* Material shown *

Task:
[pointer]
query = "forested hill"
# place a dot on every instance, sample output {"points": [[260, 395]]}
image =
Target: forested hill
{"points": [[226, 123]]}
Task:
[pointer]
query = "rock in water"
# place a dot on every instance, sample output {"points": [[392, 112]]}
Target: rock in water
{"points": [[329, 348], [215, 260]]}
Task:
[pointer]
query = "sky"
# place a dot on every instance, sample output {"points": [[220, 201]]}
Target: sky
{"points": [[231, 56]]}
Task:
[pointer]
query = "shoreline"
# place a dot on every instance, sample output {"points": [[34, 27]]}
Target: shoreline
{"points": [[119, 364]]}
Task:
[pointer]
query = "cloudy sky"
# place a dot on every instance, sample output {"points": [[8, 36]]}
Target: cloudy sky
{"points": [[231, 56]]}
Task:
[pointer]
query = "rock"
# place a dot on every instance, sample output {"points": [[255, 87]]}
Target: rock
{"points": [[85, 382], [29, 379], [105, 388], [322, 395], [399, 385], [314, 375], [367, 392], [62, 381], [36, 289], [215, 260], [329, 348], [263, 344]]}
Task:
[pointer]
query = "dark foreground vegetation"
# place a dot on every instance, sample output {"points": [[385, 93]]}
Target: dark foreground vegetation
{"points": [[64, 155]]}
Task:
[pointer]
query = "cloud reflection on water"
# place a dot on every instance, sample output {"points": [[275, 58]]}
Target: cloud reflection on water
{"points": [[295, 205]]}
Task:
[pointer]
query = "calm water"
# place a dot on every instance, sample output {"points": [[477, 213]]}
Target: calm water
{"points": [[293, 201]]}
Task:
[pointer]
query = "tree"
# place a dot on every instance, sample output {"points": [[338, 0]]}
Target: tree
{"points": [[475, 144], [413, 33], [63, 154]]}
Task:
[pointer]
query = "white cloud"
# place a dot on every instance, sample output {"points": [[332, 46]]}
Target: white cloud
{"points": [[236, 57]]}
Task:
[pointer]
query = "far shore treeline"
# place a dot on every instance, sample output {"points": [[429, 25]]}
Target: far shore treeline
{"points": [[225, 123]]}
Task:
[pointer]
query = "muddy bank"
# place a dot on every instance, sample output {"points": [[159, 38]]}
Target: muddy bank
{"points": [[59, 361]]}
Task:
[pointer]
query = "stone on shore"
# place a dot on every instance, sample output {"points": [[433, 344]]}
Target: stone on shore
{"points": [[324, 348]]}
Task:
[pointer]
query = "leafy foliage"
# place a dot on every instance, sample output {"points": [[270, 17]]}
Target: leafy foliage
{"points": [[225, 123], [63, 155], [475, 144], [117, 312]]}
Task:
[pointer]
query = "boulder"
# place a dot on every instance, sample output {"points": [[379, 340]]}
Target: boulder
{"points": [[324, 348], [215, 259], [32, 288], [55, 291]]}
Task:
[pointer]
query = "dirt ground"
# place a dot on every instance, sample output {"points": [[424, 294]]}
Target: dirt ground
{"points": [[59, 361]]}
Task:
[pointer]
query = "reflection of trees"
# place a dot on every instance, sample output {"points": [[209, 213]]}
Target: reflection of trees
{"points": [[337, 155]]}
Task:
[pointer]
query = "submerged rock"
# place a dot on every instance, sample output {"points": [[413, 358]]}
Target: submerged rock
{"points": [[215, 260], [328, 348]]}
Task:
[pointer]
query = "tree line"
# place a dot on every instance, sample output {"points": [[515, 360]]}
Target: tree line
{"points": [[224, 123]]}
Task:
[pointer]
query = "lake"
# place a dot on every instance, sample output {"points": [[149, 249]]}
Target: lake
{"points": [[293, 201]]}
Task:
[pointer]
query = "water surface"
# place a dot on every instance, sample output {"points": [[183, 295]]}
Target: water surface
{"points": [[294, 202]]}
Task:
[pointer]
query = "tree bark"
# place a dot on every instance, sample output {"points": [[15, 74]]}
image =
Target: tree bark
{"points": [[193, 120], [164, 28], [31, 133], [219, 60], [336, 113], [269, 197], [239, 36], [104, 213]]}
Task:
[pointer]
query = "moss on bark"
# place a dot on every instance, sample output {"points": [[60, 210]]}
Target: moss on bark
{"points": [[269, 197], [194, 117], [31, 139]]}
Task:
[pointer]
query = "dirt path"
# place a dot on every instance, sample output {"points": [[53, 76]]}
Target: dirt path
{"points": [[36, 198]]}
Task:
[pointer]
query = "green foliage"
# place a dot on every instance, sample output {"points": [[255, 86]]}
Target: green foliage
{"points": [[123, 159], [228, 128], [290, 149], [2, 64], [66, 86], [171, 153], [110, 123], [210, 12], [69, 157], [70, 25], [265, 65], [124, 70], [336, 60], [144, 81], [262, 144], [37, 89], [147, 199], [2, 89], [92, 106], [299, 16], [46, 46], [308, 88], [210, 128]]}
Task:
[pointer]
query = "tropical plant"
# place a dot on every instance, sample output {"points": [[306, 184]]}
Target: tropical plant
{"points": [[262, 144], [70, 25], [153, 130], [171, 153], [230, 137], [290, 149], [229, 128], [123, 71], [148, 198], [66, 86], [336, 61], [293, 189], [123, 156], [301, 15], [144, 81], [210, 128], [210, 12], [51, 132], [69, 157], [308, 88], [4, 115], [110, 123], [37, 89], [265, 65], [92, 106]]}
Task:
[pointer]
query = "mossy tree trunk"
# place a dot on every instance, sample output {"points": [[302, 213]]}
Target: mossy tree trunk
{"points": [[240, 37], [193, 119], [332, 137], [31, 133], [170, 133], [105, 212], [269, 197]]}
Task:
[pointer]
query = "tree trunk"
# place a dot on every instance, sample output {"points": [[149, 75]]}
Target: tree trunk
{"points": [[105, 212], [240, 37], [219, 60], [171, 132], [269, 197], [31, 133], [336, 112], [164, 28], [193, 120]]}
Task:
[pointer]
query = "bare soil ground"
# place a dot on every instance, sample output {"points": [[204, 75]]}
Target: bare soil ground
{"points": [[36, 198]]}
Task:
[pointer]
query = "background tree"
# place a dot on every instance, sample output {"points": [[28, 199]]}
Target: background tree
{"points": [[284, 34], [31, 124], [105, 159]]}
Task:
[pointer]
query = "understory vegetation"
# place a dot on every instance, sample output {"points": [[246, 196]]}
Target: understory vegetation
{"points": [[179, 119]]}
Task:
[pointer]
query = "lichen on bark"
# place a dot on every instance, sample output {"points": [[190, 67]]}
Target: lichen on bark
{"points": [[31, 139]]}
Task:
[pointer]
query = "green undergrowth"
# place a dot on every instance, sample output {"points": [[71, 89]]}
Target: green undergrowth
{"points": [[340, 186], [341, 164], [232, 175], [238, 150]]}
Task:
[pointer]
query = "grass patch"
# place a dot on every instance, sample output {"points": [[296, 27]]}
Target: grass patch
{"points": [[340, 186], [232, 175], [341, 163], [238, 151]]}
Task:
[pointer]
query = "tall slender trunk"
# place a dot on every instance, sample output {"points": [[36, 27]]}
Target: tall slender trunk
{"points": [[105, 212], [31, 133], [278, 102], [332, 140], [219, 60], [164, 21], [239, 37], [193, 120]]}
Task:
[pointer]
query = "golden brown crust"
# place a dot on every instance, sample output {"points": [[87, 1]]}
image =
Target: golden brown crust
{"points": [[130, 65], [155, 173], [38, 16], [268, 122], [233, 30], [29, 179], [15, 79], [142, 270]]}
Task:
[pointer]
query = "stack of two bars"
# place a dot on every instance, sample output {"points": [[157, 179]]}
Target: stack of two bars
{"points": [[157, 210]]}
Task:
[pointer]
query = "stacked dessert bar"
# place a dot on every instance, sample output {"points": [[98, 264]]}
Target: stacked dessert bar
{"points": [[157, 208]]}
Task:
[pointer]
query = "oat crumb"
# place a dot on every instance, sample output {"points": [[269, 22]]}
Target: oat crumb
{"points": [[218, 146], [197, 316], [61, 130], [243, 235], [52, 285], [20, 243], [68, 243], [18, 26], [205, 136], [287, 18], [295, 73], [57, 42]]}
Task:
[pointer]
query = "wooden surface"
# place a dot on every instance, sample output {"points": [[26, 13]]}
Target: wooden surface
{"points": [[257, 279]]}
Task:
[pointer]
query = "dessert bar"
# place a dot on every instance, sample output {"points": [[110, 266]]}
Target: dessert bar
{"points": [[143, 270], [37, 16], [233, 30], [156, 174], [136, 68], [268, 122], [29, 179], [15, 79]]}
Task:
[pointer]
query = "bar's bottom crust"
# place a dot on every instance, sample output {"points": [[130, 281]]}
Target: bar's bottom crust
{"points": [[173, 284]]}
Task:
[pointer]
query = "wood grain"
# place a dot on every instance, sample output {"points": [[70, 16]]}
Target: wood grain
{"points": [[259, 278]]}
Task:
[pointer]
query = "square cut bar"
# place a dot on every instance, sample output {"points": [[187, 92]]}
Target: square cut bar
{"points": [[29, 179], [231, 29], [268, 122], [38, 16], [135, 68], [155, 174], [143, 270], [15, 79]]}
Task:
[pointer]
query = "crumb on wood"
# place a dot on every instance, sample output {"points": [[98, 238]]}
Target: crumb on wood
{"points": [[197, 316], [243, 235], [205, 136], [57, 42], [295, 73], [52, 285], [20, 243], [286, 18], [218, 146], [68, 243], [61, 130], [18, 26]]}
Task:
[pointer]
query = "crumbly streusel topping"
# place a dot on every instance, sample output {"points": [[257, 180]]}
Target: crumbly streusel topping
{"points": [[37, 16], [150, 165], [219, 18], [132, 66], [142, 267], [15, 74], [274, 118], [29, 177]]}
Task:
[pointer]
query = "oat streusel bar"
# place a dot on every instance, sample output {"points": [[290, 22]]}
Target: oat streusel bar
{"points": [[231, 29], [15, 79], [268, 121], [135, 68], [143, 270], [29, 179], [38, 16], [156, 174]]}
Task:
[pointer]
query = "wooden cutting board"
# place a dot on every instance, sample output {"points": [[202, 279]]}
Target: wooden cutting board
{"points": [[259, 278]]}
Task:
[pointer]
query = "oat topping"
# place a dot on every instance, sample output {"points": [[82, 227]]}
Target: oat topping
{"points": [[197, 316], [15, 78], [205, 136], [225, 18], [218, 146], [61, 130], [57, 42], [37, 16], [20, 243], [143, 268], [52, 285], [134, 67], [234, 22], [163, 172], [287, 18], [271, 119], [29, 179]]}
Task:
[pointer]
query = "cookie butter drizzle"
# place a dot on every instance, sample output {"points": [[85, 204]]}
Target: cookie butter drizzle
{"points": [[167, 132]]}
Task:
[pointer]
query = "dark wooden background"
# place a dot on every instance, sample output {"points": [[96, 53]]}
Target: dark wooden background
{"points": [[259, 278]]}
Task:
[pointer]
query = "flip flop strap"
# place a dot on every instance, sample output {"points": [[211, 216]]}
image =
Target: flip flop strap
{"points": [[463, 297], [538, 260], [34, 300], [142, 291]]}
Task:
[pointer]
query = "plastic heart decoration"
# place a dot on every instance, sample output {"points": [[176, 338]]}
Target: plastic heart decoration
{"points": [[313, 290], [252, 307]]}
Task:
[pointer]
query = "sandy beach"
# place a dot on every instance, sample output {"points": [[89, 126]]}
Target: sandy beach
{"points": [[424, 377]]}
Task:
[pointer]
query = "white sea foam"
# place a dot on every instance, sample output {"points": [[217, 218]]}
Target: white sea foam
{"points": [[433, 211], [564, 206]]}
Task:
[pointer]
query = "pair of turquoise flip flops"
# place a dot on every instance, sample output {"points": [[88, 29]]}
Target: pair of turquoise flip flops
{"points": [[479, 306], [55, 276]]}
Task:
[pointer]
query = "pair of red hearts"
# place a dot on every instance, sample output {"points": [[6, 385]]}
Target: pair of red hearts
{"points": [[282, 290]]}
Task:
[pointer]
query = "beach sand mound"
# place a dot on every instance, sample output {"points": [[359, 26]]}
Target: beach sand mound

* Requirement *
The word "mound" appears in how many lines of the records? Give the number only.

* Answer *
2